Material shown below:
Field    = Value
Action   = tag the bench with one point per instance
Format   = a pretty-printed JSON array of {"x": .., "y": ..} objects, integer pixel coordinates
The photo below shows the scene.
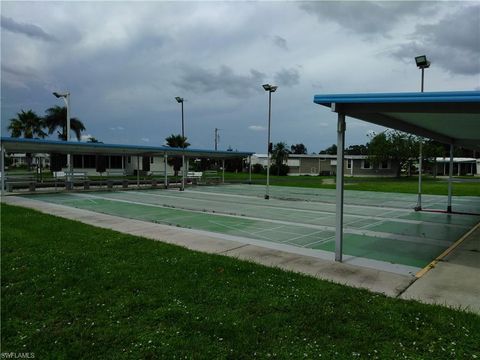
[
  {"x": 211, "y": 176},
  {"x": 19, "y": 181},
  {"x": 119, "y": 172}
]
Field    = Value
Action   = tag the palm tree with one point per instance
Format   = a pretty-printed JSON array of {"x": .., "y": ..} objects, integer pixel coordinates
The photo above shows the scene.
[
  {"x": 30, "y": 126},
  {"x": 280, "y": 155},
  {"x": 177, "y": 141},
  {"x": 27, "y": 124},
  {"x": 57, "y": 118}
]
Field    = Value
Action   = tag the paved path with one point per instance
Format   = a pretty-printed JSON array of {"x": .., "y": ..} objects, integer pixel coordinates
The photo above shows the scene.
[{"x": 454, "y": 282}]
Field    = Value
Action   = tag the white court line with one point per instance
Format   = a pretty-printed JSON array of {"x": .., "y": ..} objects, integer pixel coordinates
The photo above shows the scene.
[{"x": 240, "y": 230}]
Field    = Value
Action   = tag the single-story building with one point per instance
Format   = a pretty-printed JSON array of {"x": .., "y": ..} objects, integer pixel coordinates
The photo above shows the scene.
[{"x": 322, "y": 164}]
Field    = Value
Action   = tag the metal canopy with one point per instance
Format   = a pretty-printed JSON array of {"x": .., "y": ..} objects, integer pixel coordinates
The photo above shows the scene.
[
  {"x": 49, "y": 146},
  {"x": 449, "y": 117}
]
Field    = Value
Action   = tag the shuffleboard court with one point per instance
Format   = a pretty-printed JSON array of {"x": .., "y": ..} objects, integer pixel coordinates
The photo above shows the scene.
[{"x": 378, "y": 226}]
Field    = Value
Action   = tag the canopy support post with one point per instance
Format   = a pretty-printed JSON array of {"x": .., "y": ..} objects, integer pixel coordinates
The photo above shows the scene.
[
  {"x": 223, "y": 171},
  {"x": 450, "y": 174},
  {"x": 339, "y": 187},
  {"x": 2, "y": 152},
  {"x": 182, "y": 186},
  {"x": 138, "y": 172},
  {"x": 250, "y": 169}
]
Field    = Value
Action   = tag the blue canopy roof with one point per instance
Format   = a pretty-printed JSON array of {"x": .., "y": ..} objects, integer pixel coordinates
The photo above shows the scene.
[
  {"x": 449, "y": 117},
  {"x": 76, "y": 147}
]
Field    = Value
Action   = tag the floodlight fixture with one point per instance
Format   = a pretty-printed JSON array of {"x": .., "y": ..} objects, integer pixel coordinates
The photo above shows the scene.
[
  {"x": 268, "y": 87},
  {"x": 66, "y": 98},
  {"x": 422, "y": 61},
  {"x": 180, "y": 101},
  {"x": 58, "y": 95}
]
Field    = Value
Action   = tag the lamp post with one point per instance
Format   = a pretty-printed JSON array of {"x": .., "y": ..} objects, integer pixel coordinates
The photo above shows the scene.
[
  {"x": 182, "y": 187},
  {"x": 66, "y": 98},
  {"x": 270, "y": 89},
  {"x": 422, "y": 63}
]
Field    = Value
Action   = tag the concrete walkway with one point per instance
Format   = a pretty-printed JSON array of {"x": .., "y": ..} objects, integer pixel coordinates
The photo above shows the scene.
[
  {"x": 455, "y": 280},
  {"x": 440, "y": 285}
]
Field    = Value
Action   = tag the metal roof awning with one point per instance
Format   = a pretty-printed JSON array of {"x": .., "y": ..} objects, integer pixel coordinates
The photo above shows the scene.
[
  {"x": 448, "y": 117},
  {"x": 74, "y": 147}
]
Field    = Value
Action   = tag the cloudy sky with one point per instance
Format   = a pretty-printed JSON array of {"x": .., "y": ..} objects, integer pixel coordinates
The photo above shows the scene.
End of Material shown.
__Task prompt__:
Reproduce word for word the material above, beginning with the line that contains "canopy with one point per instance" and ending with the line that contains "walkway with one point per instance".

__Completed task__:
Action   = tag the metal canopy with one point per instance
Format   = a pretty-printed JSON array of {"x": .., "y": ..} objects, integer pixel coordinates
The photo above shows the scene.
[
  {"x": 49, "y": 146},
  {"x": 449, "y": 117}
]
Field    = Value
Action   = tag the shuffleboard court with one point per instance
Format   = a pretty-printed JSON array of {"x": .., "y": ..} objects, integer pixel coordinates
The photo above shows the scene.
[{"x": 378, "y": 226}]
Field    = Value
Action   = tag the canopy support post with one point per instance
Format   = a pretty-printed JSON array of {"x": .., "y": ..} objects, integer pixel coordinates
The photo above shows the scene.
[
  {"x": 223, "y": 171},
  {"x": 450, "y": 174},
  {"x": 339, "y": 187},
  {"x": 2, "y": 152},
  {"x": 182, "y": 186},
  {"x": 138, "y": 172},
  {"x": 250, "y": 169}
]
Field    = Value
Action   = tag the blue canopy roof with one point per instance
Format   = a pretty-printed JSON array of {"x": .., "y": ..} objects, integer pixel coordinates
The photo above shows the scene.
[
  {"x": 449, "y": 117},
  {"x": 76, "y": 147}
]
Field    = Value
Action   = tag the floodlight fixture with one point per instance
Format   = a pretty-printed JSON array of {"x": .., "y": ..} objects, integer pixel coordinates
The photo above shows the scene.
[
  {"x": 268, "y": 87},
  {"x": 66, "y": 98},
  {"x": 422, "y": 61},
  {"x": 180, "y": 101},
  {"x": 58, "y": 95}
]
Field    = Value
Action   = tag the lamp post with one point per instance
Format   = a pretty-printed JSON array of {"x": .., "y": ..} objects, integer pixel coordinates
The photo above shows the scene.
[
  {"x": 182, "y": 187},
  {"x": 66, "y": 98},
  {"x": 270, "y": 89},
  {"x": 422, "y": 63}
]
Field    = Value
Action   = tag the concrete walkway with one point per instance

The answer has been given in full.